::: Source passage

DataFungi, from Rotting Data to Purified Information

Martin Kersten presented his idea to cope with the ever increasing big data growth in a keynote at the 32nd IEEE International Conference on Data Engineering, May 16-20, 2016, in Helsinki, Finland.

To truly understand the complexities of global warming, gene diversity and the complexity of the universe, the sciences more and more rely on database technology to digest and manipulate large amounts of raw facts. It requires daily injection of Terabytes, a synergy with large-scale existing science repositories, efficient support for the preferred computational paradigm (e.g. SQL, Python, R), and linked-in libraries (e.g. BLAS, GSL, Numpy). However, the staggering amount of science data collected creates a challenge beyond a mere buying of more hardware or elastic growth in the Cloud. Scientific database management systems should fundamentally change.

To cope with big data growth, a DBMS should provide a data freshness decay model to ensure its proper functioning within the storage, processing and responsiveness bounds given. Data should after injection into a database become subject to a data rotting process, or be distilled into meaningful half-products using a purification process. Data rotting uses data agnostic techniques to remove data from the repository when the sustainability of the system becomes at risk. The counter measure is to exploit domain knowledge to enable data purification, i.e. replace raw data by sound statistical micro-models to reduce their resource claims. The project challenges the data durability axiom underlying all database systems. Instead, I coin that a DBMS may selectively forget raw data on its own initiative. Ideally by harvesting micromodels and to forget noisy facts. The experimental context is provided by the emerging in-memory database technology, which provides a significant improvement over disk-based approaches.

If successful, the research brings down the resource requirements of scientific databases significantly, it provides fast and robust statistical query responses and it harvests the use patterns by identifying the laws of data. A new substrate is created for data driven scientific discoveries.

::::::
::: Data listing

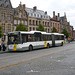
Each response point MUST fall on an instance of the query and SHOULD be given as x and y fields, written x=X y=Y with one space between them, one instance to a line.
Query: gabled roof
x=5 y=4
x=38 y=12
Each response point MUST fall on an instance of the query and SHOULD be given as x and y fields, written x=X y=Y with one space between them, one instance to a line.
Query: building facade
x=6 y=15
x=20 y=16
x=31 y=17
x=36 y=17
x=63 y=23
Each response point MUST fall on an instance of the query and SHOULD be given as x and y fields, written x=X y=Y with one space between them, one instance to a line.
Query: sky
x=59 y=6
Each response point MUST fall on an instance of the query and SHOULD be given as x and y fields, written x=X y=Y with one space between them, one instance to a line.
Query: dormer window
x=2 y=16
x=8 y=17
x=35 y=15
x=20 y=15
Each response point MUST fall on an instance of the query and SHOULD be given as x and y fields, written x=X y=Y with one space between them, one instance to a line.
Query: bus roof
x=32 y=32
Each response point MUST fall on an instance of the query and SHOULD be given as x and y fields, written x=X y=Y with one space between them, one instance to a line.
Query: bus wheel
x=30 y=48
x=48 y=45
x=62 y=44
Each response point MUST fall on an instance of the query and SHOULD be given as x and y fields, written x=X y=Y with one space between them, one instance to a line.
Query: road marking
x=34 y=59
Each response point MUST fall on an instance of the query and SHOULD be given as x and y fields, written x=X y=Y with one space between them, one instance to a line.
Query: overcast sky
x=59 y=6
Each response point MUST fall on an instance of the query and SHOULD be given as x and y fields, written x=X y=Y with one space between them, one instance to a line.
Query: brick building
x=36 y=17
x=63 y=23
x=31 y=17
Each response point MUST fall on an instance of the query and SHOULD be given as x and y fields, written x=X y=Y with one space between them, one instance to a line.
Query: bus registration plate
x=15 y=47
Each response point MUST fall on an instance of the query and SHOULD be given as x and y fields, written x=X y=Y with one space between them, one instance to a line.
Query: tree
x=1 y=31
x=40 y=28
x=65 y=32
x=21 y=27
x=54 y=30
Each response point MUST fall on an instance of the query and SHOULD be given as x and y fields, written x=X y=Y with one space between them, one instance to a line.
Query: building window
x=2 y=16
x=8 y=17
x=18 y=21
x=20 y=15
x=48 y=23
x=33 y=28
x=25 y=22
x=34 y=15
x=33 y=22
x=51 y=24
x=38 y=15
x=43 y=22
x=29 y=22
x=30 y=29
x=15 y=21
x=39 y=22
x=48 y=30
x=58 y=26
x=36 y=22
x=22 y=22
x=31 y=14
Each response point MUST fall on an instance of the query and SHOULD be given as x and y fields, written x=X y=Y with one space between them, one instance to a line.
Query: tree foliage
x=54 y=30
x=21 y=27
x=1 y=31
x=40 y=28
x=65 y=32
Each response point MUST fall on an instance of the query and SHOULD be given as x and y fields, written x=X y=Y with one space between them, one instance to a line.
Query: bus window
x=57 y=37
x=13 y=39
x=24 y=38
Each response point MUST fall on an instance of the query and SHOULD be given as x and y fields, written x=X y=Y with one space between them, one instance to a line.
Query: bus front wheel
x=30 y=48
x=48 y=45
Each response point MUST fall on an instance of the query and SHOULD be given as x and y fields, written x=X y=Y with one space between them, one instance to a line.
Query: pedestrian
x=69 y=39
x=3 y=45
x=0 y=45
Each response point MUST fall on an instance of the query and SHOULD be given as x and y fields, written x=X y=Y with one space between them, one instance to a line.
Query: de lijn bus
x=20 y=41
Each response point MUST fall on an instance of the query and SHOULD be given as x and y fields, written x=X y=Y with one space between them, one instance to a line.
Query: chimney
x=34 y=8
x=24 y=6
x=45 y=12
x=53 y=14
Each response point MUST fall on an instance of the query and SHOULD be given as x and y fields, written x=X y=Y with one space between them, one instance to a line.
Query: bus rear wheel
x=48 y=45
x=62 y=44
x=30 y=48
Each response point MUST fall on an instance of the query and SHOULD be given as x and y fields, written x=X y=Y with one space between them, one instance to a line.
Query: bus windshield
x=13 y=39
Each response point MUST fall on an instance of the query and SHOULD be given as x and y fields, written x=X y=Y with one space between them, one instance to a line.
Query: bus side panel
x=53 y=40
x=58 y=42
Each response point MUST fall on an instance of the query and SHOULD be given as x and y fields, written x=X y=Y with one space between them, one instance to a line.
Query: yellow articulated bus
x=21 y=41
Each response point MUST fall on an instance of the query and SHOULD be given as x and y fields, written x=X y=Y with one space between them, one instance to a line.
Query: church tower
x=5 y=4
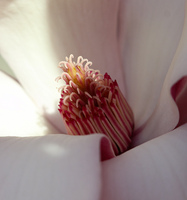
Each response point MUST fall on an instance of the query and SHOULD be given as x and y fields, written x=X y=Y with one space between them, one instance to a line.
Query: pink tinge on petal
x=179 y=94
x=107 y=151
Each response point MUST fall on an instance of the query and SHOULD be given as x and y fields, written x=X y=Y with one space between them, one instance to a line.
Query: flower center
x=93 y=103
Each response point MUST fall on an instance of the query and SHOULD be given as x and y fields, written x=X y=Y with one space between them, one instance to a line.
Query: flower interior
x=93 y=103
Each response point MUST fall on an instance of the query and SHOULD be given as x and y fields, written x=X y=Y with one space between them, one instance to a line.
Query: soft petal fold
x=35 y=36
x=50 y=167
x=149 y=32
x=18 y=114
x=154 y=170
x=166 y=114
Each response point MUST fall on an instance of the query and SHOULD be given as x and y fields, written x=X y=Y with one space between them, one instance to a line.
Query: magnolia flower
x=142 y=44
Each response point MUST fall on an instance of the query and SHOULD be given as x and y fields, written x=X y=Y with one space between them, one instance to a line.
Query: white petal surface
x=150 y=31
x=52 y=167
x=36 y=35
x=18 y=114
x=166 y=115
x=154 y=170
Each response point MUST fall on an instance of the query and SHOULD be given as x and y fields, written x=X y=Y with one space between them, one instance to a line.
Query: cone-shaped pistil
x=93 y=103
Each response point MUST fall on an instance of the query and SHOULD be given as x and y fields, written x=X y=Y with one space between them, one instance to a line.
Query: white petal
x=52 y=167
x=166 y=115
x=149 y=35
x=36 y=35
x=154 y=170
x=18 y=114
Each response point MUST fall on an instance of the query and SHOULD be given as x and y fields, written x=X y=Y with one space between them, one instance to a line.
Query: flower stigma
x=93 y=103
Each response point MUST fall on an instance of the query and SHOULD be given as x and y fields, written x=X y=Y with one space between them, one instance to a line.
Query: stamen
x=93 y=103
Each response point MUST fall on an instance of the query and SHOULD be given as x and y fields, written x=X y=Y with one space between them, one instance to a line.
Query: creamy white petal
x=150 y=31
x=51 y=167
x=166 y=114
x=18 y=114
x=154 y=170
x=36 y=35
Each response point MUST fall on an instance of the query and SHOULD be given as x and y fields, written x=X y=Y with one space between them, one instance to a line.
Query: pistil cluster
x=93 y=103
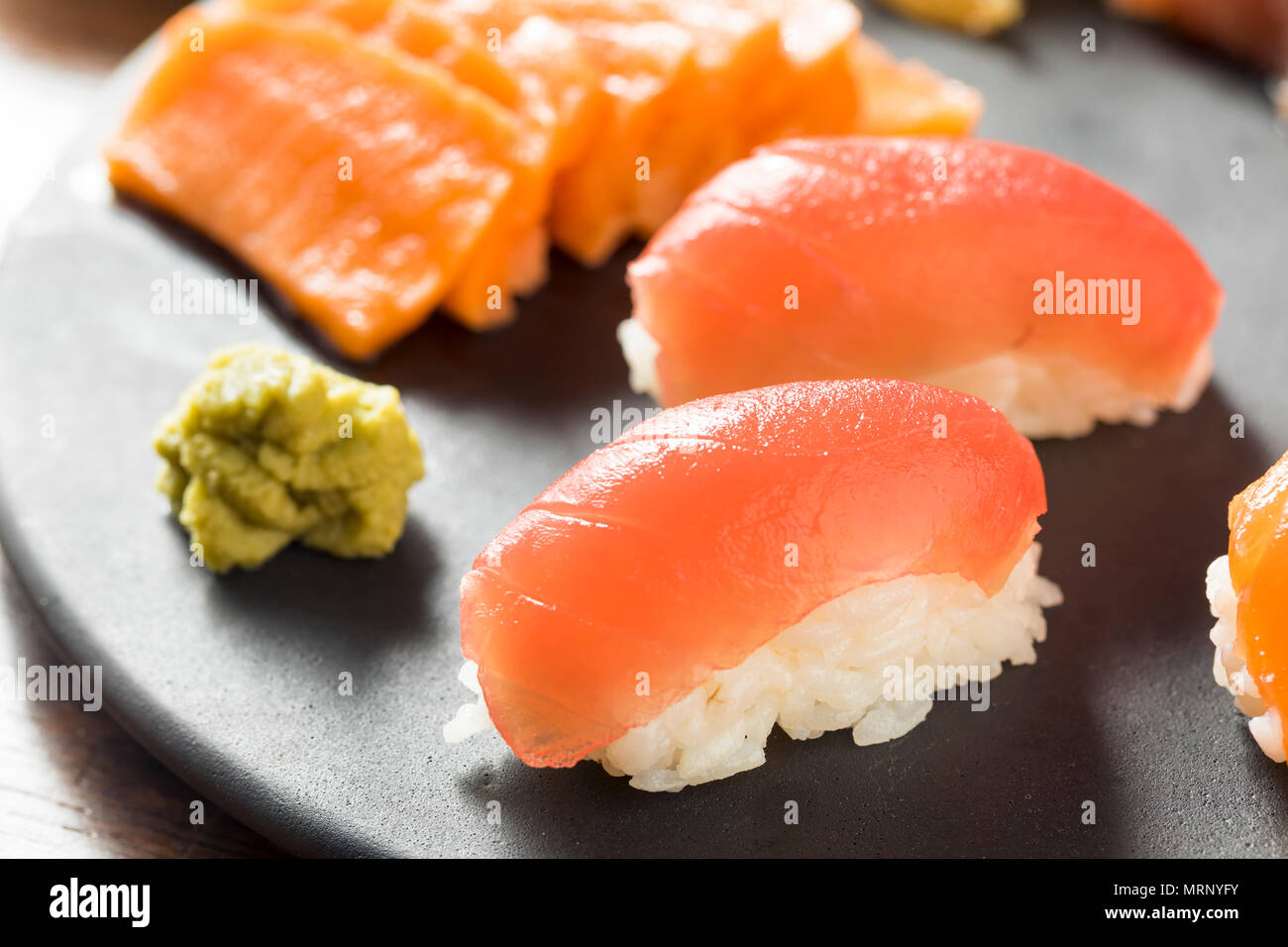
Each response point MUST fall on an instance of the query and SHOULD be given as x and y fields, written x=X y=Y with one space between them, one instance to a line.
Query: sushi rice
x=828 y=672
x=1052 y=395
x=1232 y=671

::::::

**What you will do**
According to the DataFungi passage, in which city and country did Martin Kersten present his keynote? Rely only on the DataFungi passage, not on the material.

**Solved problem**
Helsinki, Finland.